**TASK TO COMPLETE**
Collect every line of the data below that contains the string "query", matching case exactly. Copy each matching line in full.
[BEGIN ENTRIES PROVIDED]
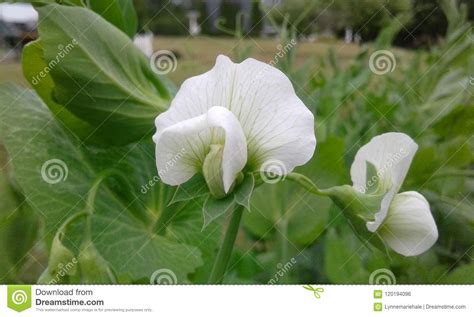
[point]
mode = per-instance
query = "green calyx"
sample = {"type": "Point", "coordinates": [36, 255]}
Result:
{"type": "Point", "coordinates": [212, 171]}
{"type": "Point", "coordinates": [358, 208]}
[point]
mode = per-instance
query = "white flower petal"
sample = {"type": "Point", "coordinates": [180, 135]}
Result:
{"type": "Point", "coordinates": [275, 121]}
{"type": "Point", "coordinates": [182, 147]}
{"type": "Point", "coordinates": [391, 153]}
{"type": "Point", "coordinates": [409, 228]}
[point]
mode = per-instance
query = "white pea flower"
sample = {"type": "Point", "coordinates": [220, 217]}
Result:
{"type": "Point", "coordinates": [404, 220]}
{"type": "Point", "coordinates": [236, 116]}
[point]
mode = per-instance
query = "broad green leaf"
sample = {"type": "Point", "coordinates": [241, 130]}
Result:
[END ENTRIES PROVIDED]
[BEGIN ENTRIES PROVIDED]
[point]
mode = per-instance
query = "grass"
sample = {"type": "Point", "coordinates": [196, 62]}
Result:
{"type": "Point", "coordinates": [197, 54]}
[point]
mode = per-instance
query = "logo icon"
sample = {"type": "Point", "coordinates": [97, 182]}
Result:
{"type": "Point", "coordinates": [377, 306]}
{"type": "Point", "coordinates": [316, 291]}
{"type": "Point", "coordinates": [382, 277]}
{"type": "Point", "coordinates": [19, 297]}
[END ENTRIES PROVIDED]
[BEGIN ENTRIES PROVIDED]
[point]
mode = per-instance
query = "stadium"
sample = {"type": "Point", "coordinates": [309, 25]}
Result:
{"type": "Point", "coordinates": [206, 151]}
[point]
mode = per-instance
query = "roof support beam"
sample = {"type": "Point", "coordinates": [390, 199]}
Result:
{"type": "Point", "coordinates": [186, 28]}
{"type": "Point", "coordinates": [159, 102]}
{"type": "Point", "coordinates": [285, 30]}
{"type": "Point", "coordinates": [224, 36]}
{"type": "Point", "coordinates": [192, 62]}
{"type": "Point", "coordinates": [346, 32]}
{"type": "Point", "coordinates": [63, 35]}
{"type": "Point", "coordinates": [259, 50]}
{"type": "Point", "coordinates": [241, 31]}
[END ENTRIES PROVIDED]
**TASK RESPONSE**
query = "green calyx"
query = "white flower petal"
query = "white pea flower"
query = "broad green leaf"
query = "grass"
query = "logo icon"
query = "stadium"
query = "roof support beam"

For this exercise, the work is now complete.